((

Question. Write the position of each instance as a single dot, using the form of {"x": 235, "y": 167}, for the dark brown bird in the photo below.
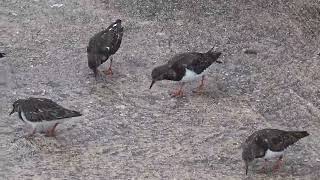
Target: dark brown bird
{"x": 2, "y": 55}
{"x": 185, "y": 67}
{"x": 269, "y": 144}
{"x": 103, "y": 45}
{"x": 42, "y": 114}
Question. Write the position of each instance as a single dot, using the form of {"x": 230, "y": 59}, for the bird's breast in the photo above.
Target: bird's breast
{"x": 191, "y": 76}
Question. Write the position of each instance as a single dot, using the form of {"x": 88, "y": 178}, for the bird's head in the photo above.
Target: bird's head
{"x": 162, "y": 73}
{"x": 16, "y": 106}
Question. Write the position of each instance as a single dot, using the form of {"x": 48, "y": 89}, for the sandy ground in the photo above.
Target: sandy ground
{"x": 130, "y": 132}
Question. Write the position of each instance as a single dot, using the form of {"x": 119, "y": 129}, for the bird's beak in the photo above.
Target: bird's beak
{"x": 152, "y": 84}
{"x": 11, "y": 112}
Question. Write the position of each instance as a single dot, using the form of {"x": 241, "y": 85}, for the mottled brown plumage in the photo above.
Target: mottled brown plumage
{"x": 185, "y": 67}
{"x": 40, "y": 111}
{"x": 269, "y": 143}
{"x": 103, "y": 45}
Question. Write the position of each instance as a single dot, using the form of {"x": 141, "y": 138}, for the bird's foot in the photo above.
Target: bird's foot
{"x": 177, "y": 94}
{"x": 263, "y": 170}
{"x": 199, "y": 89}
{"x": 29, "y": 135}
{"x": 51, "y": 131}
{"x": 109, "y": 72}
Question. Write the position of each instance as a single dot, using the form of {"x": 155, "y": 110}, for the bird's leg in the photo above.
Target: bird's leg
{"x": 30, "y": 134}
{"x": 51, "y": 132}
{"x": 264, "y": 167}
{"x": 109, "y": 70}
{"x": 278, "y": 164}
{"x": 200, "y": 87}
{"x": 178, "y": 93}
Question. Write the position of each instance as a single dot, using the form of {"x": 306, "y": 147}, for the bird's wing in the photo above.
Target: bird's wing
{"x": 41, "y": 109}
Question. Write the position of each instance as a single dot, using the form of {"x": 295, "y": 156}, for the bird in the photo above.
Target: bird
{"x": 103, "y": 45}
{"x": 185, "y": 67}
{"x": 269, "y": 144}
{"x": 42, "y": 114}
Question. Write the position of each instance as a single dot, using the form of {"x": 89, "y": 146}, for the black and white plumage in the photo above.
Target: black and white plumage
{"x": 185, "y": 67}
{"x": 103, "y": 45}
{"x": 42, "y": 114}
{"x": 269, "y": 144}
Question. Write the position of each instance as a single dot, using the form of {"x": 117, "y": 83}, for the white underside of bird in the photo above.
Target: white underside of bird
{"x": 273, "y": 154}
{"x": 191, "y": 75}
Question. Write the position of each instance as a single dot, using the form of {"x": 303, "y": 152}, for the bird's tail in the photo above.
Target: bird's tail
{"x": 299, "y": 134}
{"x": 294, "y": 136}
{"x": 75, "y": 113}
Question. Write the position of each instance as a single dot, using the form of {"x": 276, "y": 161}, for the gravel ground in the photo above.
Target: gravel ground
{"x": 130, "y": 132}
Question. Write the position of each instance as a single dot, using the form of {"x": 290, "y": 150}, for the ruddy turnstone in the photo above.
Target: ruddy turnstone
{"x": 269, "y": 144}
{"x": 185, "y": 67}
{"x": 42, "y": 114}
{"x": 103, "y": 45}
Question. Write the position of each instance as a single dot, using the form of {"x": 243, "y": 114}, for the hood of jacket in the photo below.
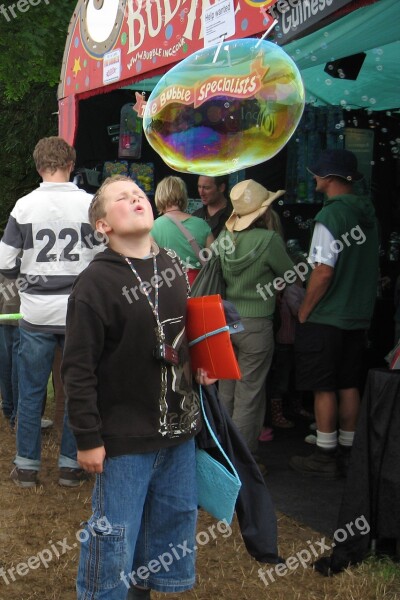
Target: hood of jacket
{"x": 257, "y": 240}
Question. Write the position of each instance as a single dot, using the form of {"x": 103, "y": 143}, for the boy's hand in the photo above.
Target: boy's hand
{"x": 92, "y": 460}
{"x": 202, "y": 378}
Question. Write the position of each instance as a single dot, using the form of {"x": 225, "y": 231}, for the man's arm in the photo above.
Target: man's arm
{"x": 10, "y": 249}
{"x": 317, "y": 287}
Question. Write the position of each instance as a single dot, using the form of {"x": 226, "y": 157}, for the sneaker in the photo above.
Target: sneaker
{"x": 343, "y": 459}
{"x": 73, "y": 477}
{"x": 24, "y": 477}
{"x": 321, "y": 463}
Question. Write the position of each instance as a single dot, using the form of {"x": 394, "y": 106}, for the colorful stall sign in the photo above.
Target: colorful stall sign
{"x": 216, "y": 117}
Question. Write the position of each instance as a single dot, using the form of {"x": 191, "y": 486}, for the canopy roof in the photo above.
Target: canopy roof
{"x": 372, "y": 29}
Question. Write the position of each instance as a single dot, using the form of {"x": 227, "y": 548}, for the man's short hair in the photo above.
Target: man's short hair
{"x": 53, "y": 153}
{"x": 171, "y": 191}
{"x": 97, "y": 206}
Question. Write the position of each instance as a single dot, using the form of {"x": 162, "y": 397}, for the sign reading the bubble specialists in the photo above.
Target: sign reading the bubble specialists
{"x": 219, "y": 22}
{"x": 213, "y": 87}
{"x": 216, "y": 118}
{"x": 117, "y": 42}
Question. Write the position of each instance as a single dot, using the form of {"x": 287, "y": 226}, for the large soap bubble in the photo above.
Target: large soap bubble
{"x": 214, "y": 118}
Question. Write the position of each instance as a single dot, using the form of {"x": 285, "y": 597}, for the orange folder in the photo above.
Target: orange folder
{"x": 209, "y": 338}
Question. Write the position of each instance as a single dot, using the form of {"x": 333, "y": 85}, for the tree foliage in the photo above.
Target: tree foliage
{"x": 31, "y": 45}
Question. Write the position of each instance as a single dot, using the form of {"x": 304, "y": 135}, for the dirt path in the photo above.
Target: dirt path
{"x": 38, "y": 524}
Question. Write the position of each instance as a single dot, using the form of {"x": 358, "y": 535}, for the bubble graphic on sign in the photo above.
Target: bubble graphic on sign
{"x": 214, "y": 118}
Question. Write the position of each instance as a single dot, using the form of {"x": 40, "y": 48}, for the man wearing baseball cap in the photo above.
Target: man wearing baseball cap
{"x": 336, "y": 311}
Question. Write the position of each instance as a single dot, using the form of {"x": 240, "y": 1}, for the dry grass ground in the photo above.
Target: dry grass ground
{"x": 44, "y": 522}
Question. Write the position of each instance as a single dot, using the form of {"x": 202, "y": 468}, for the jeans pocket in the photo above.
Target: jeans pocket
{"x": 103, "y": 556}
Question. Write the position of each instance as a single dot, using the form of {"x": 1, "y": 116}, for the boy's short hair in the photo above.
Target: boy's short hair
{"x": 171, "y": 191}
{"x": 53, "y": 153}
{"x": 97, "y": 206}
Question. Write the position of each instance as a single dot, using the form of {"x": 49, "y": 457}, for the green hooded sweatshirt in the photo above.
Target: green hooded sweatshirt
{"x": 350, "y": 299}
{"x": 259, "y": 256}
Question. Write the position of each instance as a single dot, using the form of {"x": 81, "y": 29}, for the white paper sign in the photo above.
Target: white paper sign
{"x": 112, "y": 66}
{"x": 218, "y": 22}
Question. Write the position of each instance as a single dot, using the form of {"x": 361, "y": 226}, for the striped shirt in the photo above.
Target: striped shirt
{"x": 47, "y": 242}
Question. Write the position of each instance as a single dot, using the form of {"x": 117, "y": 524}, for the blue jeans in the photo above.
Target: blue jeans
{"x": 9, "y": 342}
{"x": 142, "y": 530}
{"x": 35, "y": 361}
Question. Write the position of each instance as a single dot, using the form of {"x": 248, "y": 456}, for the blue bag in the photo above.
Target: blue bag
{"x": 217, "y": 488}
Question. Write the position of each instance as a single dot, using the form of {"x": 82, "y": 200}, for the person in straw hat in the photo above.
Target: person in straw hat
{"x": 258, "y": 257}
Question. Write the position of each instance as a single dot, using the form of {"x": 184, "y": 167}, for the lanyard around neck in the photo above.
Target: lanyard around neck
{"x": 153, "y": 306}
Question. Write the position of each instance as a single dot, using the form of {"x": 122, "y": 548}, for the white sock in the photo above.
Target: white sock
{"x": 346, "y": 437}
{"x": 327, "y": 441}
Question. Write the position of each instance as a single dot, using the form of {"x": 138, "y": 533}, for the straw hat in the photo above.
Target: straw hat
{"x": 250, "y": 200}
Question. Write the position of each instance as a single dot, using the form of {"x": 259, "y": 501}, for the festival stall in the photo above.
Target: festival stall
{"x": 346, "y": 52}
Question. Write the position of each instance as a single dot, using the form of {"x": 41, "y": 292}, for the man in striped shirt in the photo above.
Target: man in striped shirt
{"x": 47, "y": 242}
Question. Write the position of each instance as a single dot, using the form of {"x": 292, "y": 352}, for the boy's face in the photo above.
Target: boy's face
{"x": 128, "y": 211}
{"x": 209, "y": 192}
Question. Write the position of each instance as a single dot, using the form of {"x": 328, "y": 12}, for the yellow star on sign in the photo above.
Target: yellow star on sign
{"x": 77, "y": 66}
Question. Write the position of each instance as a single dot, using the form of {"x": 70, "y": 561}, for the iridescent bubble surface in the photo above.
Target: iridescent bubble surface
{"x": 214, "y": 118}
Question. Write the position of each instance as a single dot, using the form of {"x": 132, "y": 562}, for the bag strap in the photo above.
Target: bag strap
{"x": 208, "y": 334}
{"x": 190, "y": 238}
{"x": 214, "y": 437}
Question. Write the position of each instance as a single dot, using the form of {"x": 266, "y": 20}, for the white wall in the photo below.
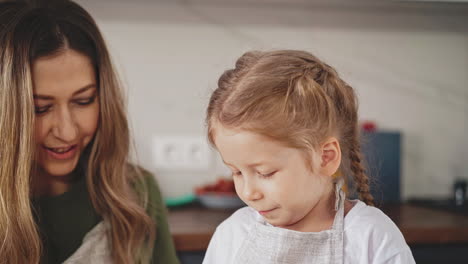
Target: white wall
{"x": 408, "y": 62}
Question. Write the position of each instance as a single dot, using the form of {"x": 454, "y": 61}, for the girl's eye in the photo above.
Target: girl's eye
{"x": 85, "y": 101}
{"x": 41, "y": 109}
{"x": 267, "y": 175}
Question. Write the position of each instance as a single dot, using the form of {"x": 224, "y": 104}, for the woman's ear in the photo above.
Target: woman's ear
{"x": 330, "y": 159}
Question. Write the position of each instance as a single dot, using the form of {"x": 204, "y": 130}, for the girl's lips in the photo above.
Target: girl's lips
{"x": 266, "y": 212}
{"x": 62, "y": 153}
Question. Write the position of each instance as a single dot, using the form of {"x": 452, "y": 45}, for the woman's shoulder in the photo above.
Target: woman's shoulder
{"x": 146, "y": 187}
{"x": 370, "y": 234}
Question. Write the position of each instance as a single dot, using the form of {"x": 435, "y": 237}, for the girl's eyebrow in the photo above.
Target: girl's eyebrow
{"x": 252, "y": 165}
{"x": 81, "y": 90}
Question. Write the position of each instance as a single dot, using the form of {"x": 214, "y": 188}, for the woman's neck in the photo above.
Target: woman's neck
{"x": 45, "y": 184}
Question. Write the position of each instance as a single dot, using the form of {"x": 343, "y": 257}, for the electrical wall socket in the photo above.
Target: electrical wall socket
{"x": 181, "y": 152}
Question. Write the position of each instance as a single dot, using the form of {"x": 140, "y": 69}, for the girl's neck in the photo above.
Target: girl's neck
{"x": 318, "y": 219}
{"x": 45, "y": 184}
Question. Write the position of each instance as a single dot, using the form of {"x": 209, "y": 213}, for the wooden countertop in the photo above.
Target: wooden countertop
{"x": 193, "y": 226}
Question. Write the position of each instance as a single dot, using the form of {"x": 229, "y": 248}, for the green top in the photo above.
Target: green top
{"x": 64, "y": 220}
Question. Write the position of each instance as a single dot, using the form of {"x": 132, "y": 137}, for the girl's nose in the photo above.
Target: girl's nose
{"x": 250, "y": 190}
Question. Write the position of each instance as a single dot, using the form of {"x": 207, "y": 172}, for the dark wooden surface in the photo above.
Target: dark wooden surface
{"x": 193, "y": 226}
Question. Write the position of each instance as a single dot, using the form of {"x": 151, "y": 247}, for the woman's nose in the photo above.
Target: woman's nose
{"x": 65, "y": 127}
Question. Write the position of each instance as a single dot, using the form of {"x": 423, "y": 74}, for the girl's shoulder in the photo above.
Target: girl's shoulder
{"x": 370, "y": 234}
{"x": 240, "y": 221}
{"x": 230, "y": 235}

))
((

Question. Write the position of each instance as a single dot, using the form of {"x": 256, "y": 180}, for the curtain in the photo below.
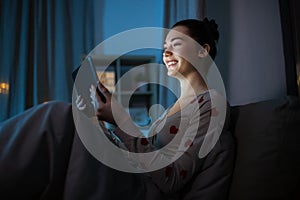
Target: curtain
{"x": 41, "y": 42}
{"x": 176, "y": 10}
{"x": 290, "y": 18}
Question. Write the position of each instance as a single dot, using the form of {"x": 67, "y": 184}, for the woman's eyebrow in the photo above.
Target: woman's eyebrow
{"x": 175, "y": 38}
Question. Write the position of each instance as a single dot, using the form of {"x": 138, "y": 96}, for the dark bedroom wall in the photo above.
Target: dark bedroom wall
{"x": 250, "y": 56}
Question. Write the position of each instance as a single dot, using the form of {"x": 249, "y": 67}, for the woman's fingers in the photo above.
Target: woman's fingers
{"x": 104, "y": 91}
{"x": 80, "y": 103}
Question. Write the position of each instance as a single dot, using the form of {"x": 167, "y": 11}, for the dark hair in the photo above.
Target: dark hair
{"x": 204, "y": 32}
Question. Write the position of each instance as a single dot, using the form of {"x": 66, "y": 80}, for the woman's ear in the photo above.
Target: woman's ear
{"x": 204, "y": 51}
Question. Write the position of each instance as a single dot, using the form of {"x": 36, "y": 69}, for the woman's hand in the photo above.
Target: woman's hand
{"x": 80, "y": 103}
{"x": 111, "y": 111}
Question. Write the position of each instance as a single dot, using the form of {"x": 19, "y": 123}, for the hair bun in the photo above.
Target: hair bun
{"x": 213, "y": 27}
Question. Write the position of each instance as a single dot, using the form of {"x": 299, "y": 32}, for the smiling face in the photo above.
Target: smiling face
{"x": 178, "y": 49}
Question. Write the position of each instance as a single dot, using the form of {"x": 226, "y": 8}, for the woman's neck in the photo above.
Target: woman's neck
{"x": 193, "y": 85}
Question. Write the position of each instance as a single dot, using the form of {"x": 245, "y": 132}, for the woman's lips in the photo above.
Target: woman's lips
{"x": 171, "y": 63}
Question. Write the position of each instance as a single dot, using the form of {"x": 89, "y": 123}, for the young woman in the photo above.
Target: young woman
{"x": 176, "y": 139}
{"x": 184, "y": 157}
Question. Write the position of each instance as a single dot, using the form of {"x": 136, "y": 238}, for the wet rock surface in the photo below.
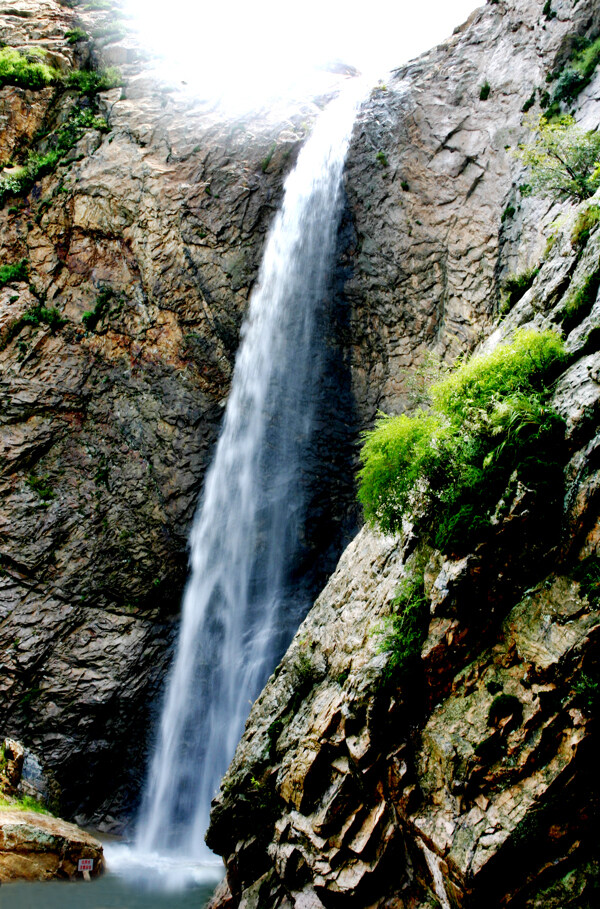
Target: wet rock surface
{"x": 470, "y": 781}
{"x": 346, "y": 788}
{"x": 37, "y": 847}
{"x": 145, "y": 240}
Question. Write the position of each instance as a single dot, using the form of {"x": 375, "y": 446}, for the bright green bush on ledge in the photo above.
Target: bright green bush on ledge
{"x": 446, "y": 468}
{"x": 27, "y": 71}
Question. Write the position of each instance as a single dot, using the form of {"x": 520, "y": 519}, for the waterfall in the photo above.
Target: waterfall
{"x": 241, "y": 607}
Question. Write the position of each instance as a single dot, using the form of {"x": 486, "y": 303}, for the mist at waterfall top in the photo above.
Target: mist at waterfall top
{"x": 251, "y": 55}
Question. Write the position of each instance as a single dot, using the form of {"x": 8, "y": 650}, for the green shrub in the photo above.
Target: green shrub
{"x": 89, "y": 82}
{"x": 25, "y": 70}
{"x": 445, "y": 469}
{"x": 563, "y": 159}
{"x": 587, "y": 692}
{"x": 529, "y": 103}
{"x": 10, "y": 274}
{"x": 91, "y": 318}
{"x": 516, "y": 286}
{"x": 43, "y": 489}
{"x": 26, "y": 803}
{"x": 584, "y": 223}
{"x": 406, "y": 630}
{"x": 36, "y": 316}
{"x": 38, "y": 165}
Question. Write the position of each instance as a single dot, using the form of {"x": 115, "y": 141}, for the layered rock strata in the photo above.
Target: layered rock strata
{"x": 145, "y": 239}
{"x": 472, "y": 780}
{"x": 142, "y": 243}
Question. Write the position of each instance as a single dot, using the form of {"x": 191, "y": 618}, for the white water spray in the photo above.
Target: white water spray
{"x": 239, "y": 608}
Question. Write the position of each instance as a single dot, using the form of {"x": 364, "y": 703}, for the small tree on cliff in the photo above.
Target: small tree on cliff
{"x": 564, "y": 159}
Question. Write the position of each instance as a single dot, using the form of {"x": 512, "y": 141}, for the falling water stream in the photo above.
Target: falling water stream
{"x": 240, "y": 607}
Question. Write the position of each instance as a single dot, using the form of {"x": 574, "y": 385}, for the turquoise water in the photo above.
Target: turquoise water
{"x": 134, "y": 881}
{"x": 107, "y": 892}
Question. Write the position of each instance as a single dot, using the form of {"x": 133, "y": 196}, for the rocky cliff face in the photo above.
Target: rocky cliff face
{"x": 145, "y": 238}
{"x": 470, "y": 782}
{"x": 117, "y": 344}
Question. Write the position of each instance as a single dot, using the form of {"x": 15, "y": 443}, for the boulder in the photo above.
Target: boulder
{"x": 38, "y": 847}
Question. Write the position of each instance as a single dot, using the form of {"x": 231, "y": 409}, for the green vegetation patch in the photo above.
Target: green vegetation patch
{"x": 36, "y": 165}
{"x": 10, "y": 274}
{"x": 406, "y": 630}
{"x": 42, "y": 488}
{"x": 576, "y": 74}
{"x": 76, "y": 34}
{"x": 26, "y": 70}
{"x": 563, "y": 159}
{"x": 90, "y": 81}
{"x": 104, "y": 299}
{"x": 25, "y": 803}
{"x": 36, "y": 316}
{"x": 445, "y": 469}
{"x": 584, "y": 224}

))

What you are asked to do: Pull out every line in the entries above that contains the word "ruddy", treating uppercase and lowercase as different.

Final result:
Question. Write the position of each instance as a single dot, using the form of {"x": 290, "y": 150}, for the ruddy turnstone in the photo above.
Target: ruddy turnstone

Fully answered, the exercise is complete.